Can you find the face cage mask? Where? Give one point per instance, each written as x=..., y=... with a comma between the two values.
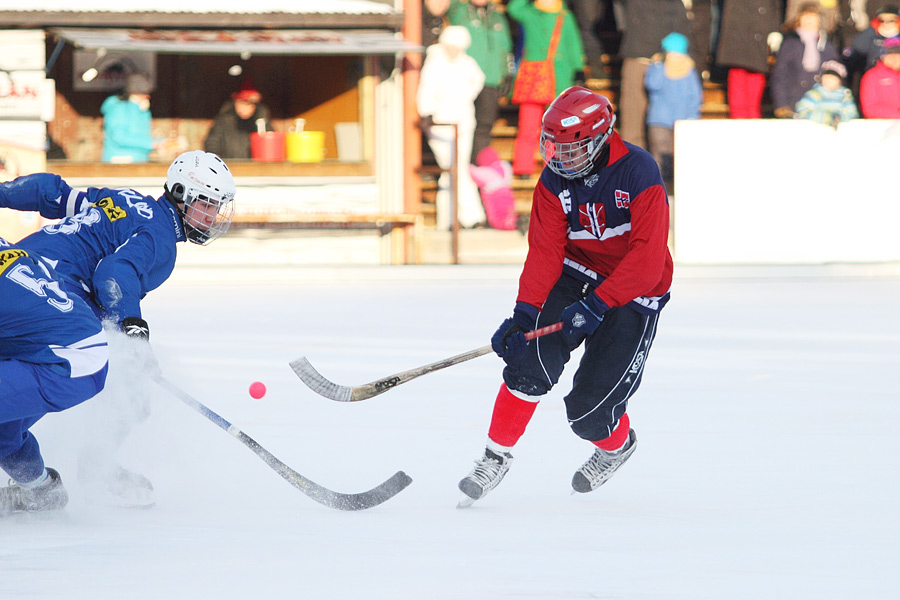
x=197, y=206
x=573, y=159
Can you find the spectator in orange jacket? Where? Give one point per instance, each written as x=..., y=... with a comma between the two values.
x=879, y=89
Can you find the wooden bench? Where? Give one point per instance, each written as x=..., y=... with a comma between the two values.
x=397, y=225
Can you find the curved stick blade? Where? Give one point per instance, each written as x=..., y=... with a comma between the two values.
x=317, y=383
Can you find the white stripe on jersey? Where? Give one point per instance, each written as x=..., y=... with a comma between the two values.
x=72, y=203
x=85, y=357
x=609, y=232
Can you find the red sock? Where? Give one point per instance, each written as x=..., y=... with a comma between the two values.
x=510, y=418
x=618, y=437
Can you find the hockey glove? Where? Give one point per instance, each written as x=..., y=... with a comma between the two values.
x=582, y=319
x=137, y=329
x=509, y=340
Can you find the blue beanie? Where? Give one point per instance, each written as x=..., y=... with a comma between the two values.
x=675, y=42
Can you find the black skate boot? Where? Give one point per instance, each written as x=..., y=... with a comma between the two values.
x=49, y=495
x=488, y=473
x=601, y=466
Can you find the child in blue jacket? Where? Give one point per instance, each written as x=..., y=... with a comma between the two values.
x=674, y=92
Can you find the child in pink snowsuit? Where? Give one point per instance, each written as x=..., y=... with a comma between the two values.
x=494, y=180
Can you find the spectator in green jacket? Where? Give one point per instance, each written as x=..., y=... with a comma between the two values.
x=538, y=20
x=492, y=50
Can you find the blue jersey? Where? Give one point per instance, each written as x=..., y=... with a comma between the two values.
x=40, y=323
x=114, y=244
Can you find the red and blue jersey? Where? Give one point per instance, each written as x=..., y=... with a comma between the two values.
x=609, y=229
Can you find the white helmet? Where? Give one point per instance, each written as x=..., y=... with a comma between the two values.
x=203, y=182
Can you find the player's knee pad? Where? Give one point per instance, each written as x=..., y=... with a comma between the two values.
x=527, y=384
x=592, y=428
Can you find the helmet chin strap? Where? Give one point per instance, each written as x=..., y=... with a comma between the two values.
x=179, y=211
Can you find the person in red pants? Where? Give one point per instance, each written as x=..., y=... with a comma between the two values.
x=598, y=262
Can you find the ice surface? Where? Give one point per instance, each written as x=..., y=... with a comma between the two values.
x=767, y=465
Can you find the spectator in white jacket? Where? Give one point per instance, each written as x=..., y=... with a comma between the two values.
x=448, y=85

• Written instruction:
Return the records from the line containing "Can you find the red sock?" through the line containing "x=509, y=340", both ends included, reproducing those lines exactly.

• Task answer:
Can you find the red sock? Where? Give one point per instance, each written as x=..., y=... with a comma between the two values.
x=510, y=418
x=618, y=437
Can you find the hockey glove? Where? Give one point per instance, each written as x=..., y=... with a comma between the two values.
x=582, y=319
x=137, y=329
x=509, y=340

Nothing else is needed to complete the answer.